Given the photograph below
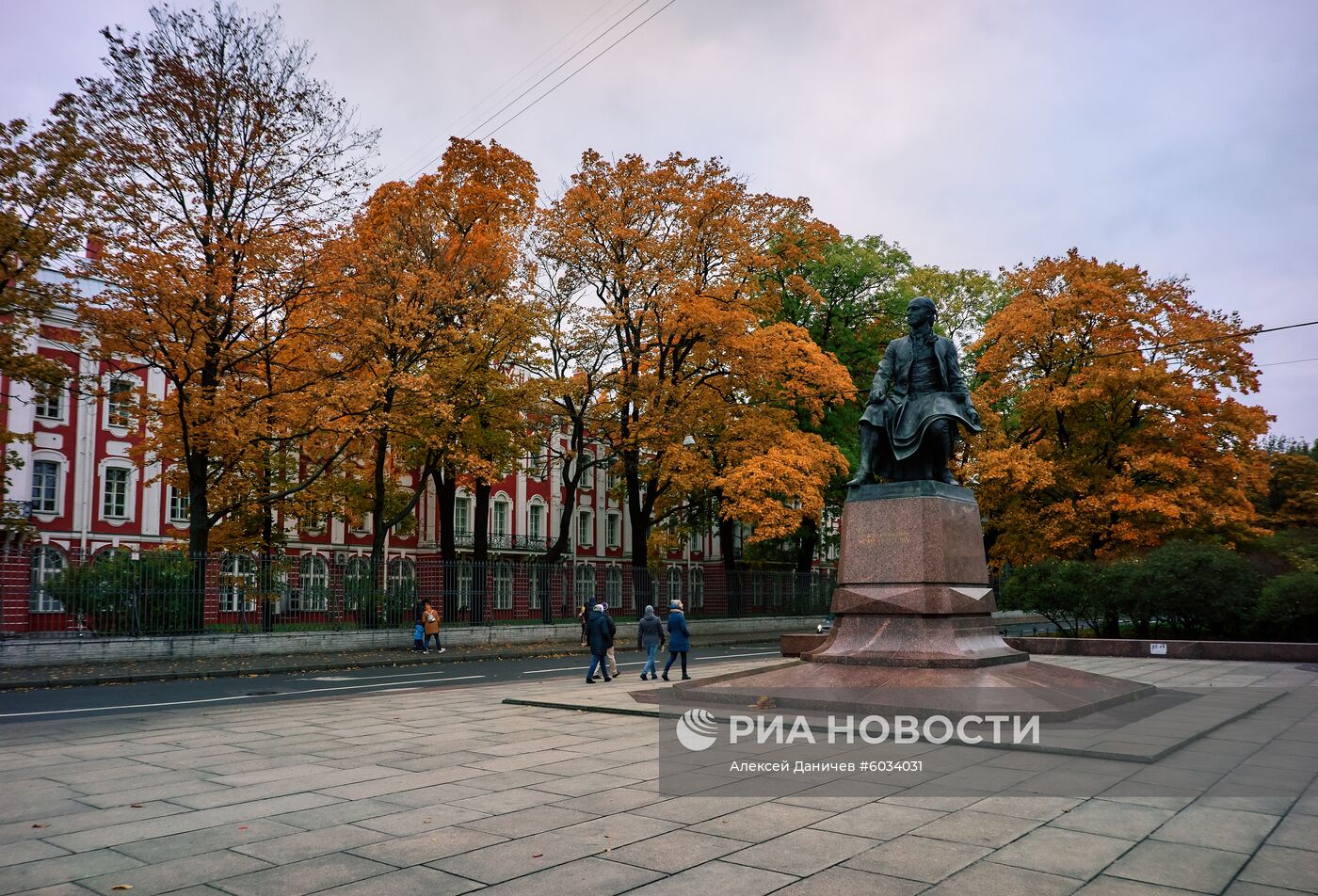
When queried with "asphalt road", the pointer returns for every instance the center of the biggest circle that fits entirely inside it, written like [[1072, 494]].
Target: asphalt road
[[154, 696]]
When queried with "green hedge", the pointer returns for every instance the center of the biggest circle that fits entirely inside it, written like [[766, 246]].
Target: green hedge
[[1179, 590]]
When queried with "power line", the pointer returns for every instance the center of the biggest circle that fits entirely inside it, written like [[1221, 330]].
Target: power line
[[1251, 331], [579, 70], [401, 167], [540, 81], [1278, 364]]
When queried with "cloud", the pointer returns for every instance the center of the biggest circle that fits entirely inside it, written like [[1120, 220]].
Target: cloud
[[1180, 136]]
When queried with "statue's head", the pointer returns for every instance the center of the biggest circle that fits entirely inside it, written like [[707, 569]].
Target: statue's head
[[920, 312]]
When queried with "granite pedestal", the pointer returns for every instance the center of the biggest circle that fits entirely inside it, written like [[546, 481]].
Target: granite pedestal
[[912, 628]]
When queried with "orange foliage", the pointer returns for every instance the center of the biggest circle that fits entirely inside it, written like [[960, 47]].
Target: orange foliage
[[1114, 430], [683, 265]]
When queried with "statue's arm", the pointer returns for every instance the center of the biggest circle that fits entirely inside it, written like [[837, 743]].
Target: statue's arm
[[882, 377], [957, 385], [956, 379]]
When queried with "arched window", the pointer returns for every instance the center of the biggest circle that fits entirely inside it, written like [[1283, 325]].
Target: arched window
[[402, 580], [674, 584], [536, 526], [538, 584], [500, 516], [237, 584], [503, 586], [613, 586], [356, 583], [313, 580], [46, 563]]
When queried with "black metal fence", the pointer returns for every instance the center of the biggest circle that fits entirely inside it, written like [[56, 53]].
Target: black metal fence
[[50, 592]]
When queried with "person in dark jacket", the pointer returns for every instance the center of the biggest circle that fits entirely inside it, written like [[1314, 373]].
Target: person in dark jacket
[[650, 638], [679, 639], [600, 630]]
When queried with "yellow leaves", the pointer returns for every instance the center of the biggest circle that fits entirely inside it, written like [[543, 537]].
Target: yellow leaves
[[1110, 435]]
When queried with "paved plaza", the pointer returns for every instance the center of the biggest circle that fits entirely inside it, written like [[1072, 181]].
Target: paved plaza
[[451, 791]]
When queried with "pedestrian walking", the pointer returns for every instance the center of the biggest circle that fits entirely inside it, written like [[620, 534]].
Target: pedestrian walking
[[609, 655], [650, 638], [600, 632], [430, 622], [679, 639]]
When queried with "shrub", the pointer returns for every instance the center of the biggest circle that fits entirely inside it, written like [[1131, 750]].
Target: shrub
[[1288, 608]]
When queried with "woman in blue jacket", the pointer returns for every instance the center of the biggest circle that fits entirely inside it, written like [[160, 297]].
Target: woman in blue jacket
[[679, 639]]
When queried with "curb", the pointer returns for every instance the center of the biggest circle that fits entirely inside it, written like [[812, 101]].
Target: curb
[[573, 649]]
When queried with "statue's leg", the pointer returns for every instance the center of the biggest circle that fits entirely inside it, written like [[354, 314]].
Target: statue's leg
[[869, 441], [940, 454]]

Problem
Every record above, copied exactly and without a single picture, makes up the answer.

Completed exercise
Given the photograph below
When queried with "asphalt road", the pointer returns for every instance the center of the biggest circle that fits entirely inside it, written like [[1072, 494]].
Target: asphalt road
[[154, 696]]
When queried with "green hedge", the pointer returns for every instance the center of the biggest circle that fits entirely inside it, written like [[766, 246]].
Target: green hedge
[[1179, 590]]
When queried with "power line", the pointer returns for every instance the center of the biggest circle that fits entirely inside it, written like [[1221, 330]].
Target: power line
[[1251, 331], [579, 70], [401, 167], [540, 81], [1278, 364]]
When queried with "cloud", the pointer returns for every instance the center of the biggest circle that fits entirely inside it, written like [[1120, 220]].
Target: cloud
[[1180, 136]]
When queried with "statue's head", the pointer returns for every instance the center of the biggest circle that fits entirely inside it, written like [[707, 569]].
Target: statue's head
[[920, 312]]
When queried with "granite pedestal", the pointer returns for every instance the center of the biggest circle that fits entirely inside it, written like [[546, 481]].
Target: granite pedestal
[[912, 628]]
When queried with "orange foliage", the pointer returns for every instance the center of the biggest circle that fits entirely inside it, written like [[960, 47]].
Target: orange foliage
[[1114, 430], [683, 265]]
When queried with "statue's arm", the pointer returns for every instance the center of the biggest circle that fits entirely inside it, written like [[837, 743]].
Target: statue's arm
[[882, 377], [957, 385], [956, 379]]
When queried with "arched window", the pointer returns for every instance the center of the biggest circle that fits entirely inside it, written like [[1283, 325]].
Target: arched window
[[402, 580], [674, 584], [536, 526], [538, 584], [500, 516], [237, 584], [503, 586], [613, 586], [356, 583], [313, 580], [46, 563]]
When queried with "black metal fence", the pointer returns for every instance the center of the biggest circle that fits entirely inside it, written like [[56, 53]].
Target: black metal fence
[[50, 592]]
When queried with "person in dark jacket", the pointer returns for every instance the center of the biggest circle that fits entirely inside it, written like [[1314, 373]].
Target: person in dark jacket
[[650, 638], [679, 639], [600, 630]]
When queried with "yellow leaves", the pointer returns for every instance the center of the biggest circle that fits entirely inside it, written like [[543, 537]].
Target: yellow leaves
[[1110, 435]]
When queried with "paved plaza", the pointer returns for every instance the center of the biggest circle that fits entirely inside it, written like [[1072, 181]].
Target: paved plaza
[[451, 791]]
When queried with "pedestrian walking", the pointer returns for every instance the center of the biggest circle that fits entirely inside it, written like [[620, 534]].
Target: pedestrian walking
[[609, 655], [650, 638], [600, 632], [430, 622], [679, 639]]
When queried with "shrub", the pointer returns for every instance the center of the biggest circle that fits entirely inside it, written like [[1131, 750]].
Target: shrub
[[1288, 608]]
When queried with "woman in blue jacket", the pointer returns for every instance the center of the biggest circle that fits entirely inside it, written like [[160, 297]].
Target: woman in blue jacket
[[679, 639]]
When queried with "curb", the pointer returns for every instance the center of the biggest circle that fits entirely inside it, written like [[812, 101]].
Target: curb
[[573, 649]]
When queried with "statue's leg", the pointer returns for every instance the center of the biggest circle that fits entirely inside it, written like [[354, 314]].
Target: statue's leg
[[869, 441], [940, 454]]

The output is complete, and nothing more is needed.